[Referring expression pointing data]
--------------------
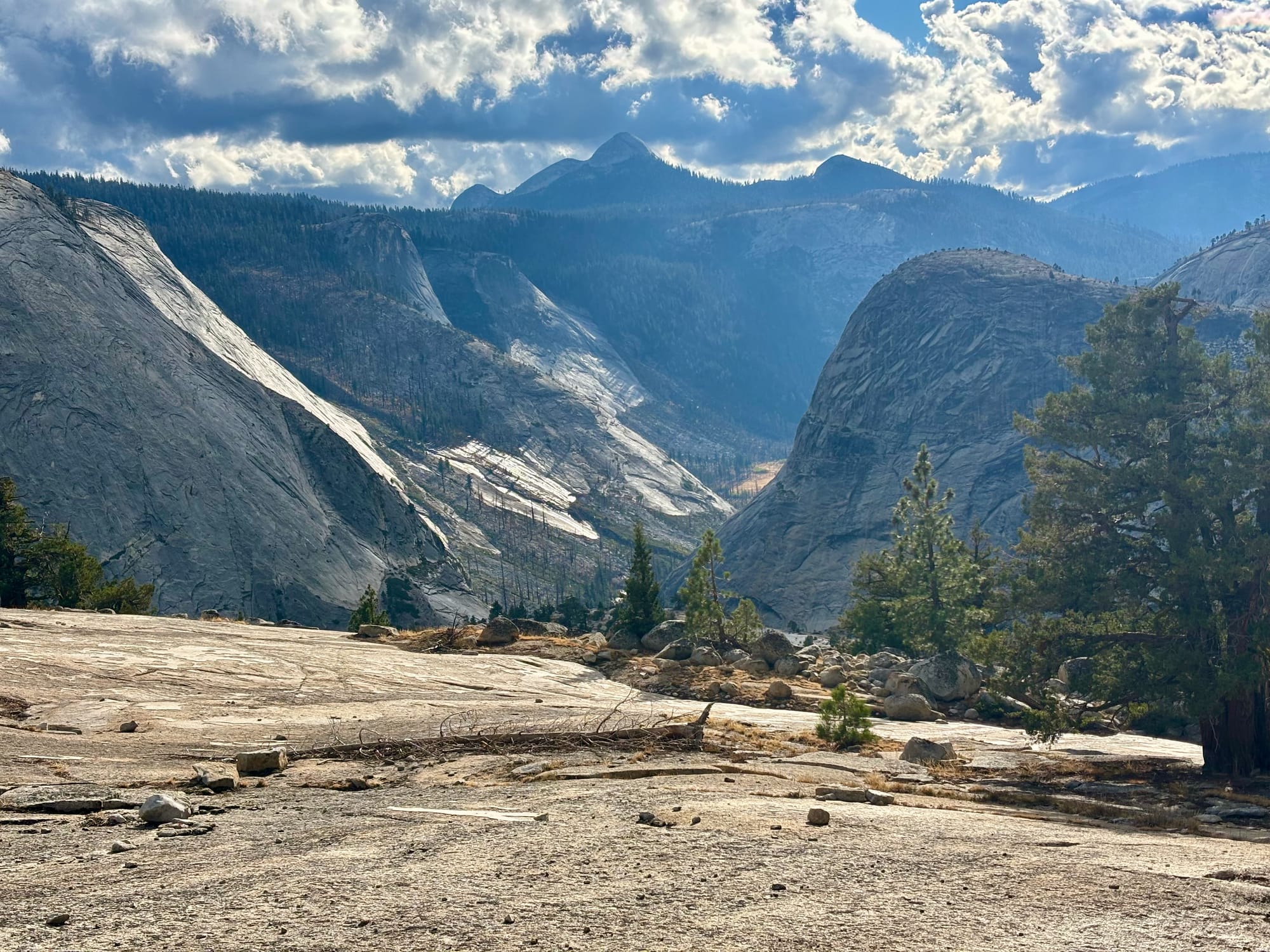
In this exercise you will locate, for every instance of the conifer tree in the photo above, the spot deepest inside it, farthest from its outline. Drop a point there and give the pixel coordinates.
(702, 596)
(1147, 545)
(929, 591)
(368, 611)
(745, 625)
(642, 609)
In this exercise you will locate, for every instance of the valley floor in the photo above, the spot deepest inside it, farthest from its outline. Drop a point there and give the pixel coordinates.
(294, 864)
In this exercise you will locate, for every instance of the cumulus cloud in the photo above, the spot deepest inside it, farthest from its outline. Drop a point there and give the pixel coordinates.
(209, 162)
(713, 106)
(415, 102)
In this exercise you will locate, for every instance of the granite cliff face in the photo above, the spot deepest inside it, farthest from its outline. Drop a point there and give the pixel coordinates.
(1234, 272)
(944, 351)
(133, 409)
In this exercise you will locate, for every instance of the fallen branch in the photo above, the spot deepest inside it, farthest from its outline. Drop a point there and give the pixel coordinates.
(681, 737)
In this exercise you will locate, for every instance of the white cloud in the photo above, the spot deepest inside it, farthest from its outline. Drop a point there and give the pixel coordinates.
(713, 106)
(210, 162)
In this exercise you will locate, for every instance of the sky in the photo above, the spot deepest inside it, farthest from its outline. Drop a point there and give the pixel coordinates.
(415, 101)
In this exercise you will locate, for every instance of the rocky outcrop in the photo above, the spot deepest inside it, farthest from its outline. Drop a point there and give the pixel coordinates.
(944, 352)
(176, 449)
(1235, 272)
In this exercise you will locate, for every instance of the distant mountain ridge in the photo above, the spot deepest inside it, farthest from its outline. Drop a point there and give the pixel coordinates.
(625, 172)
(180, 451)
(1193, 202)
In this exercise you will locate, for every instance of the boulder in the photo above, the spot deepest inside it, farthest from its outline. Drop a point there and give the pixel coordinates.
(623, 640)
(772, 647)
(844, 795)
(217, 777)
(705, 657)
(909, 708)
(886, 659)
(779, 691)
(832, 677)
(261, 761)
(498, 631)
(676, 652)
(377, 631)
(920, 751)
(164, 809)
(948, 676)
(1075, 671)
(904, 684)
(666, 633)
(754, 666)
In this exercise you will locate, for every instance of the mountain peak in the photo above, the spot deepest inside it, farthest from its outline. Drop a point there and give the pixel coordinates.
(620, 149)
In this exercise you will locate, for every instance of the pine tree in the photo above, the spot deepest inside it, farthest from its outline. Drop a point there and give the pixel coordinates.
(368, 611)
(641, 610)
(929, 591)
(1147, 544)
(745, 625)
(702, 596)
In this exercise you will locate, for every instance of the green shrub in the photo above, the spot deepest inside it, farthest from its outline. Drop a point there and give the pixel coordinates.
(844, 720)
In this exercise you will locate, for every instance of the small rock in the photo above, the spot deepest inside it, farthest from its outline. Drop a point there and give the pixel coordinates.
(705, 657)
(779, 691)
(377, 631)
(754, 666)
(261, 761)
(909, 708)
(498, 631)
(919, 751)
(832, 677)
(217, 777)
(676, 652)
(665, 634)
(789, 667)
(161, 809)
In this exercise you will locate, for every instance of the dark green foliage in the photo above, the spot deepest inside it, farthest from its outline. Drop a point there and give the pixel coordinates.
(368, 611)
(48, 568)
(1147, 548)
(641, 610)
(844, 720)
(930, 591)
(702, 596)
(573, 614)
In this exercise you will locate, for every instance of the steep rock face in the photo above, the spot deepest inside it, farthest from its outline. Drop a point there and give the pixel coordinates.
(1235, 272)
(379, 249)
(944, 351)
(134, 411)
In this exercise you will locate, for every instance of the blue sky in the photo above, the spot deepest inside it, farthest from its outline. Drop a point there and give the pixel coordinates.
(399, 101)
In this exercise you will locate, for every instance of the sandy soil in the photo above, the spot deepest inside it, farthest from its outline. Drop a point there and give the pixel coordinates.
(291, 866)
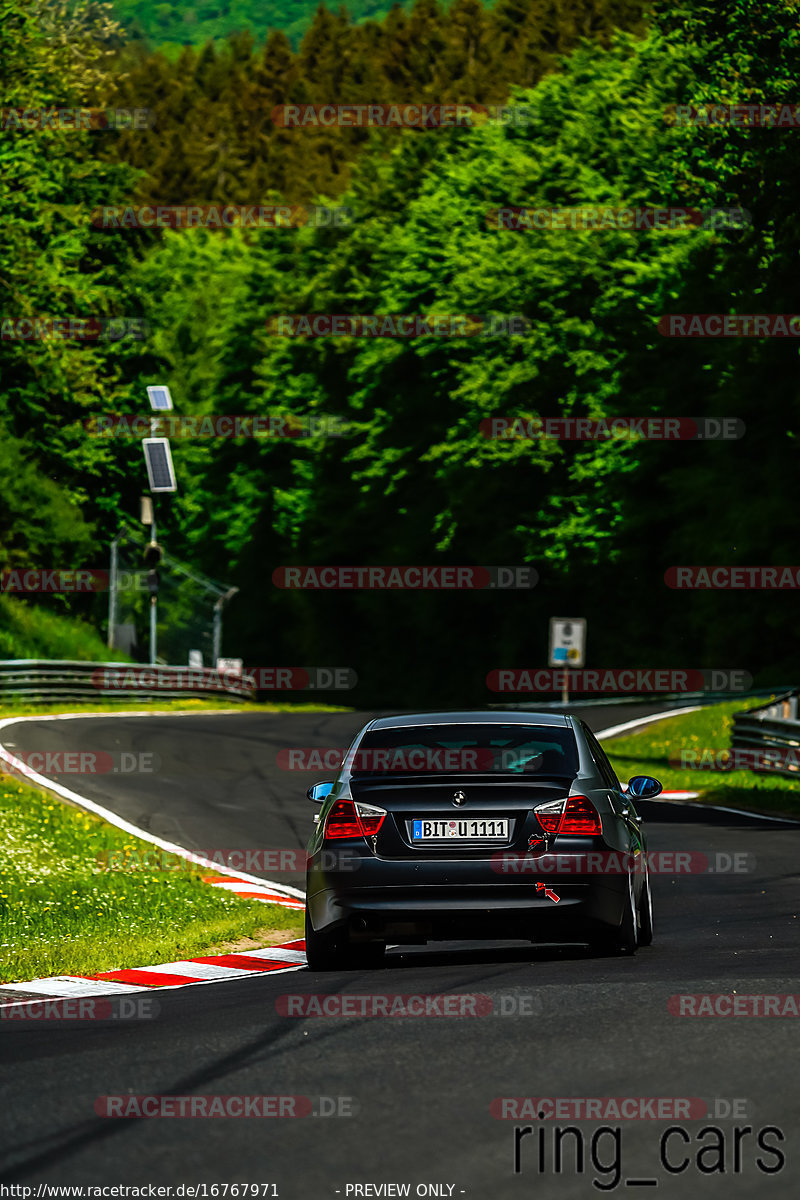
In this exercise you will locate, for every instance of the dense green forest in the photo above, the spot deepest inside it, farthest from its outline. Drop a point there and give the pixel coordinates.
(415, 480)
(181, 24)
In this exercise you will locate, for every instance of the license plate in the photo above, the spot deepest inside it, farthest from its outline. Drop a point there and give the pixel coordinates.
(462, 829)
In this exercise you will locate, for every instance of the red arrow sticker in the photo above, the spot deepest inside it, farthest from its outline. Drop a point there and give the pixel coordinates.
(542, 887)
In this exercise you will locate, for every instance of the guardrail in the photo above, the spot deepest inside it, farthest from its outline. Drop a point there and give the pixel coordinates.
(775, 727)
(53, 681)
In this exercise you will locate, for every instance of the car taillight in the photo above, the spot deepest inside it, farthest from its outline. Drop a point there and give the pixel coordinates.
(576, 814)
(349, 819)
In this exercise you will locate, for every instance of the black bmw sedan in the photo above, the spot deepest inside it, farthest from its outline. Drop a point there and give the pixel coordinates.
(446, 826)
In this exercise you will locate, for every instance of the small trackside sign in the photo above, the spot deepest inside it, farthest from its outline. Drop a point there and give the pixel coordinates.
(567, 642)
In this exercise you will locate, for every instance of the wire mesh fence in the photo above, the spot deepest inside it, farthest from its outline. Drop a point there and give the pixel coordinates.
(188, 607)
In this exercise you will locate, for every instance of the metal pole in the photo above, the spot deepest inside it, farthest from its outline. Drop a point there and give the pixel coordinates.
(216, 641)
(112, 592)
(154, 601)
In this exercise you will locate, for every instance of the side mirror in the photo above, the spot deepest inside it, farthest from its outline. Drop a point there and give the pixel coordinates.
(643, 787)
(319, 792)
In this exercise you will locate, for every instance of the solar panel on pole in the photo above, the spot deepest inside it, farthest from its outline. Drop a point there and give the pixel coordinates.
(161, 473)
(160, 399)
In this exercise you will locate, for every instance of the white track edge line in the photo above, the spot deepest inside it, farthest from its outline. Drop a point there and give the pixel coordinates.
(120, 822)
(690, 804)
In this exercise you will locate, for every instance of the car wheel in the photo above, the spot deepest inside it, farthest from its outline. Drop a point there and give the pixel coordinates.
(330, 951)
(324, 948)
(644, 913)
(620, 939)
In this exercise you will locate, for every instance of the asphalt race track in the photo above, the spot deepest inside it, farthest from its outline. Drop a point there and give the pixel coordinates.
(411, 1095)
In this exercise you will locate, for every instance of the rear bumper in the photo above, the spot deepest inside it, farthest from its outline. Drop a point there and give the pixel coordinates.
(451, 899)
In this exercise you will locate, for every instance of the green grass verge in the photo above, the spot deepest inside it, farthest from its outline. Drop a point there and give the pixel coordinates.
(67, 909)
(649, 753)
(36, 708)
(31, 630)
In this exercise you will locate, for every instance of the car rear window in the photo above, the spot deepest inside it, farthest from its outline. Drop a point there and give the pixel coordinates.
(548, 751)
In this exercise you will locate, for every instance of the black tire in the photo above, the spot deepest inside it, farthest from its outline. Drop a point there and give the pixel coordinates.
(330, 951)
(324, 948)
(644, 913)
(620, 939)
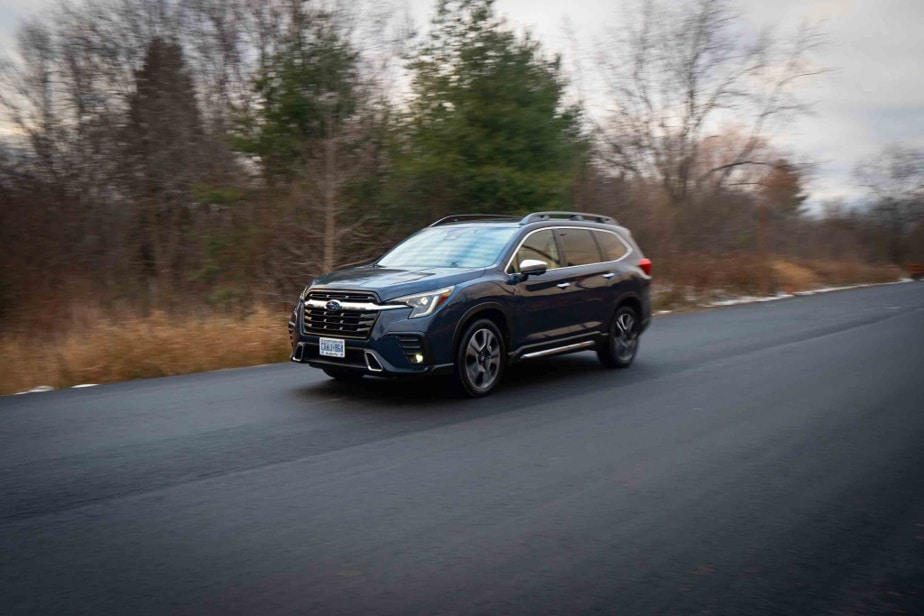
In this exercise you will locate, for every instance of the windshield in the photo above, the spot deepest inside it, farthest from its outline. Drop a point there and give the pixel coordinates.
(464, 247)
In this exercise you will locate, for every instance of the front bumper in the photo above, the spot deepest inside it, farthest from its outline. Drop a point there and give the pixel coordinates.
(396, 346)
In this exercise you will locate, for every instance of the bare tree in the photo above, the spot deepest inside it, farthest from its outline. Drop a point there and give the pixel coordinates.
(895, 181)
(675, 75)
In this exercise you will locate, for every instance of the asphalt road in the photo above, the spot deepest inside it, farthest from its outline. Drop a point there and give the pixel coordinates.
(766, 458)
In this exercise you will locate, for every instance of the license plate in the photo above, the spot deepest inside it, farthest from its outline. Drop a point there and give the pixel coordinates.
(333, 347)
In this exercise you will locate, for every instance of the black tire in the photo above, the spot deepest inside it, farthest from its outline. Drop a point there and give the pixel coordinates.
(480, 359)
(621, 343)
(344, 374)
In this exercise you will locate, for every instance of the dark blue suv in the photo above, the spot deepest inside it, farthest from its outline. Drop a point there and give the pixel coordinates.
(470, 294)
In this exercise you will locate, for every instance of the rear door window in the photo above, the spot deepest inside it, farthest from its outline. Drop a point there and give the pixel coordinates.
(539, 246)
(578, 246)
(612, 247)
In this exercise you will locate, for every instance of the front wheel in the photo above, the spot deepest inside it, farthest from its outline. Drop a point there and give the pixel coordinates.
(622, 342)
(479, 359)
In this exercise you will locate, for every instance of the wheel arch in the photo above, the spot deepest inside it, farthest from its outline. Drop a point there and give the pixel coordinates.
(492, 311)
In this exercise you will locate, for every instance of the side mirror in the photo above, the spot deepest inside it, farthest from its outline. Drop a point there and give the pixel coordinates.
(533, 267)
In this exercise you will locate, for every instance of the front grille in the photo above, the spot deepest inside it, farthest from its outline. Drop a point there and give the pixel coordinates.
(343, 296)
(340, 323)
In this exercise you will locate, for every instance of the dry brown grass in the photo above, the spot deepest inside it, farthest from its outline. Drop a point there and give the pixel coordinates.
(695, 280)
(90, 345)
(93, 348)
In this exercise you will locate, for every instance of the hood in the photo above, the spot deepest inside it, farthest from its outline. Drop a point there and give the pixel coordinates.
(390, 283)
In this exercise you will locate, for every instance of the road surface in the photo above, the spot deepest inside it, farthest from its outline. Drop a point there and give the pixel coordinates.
--------------------
### Activity
Output exactly the lines above, from the one holding "of the hood" through the end of the data, including the first and last.

### Result of this exercise
In this exercise you will locate, for every instance of the hood in the photo above, the spot deepest inside it, farthest from its outline. Drop a point there and give the pixel coordinates.
(390, 283)
In this exercise you will locate, for every instance of the road surface in the photo above, the spot deepest inside it, farthest from its outline. Drop a point there and give the pixel coordinates.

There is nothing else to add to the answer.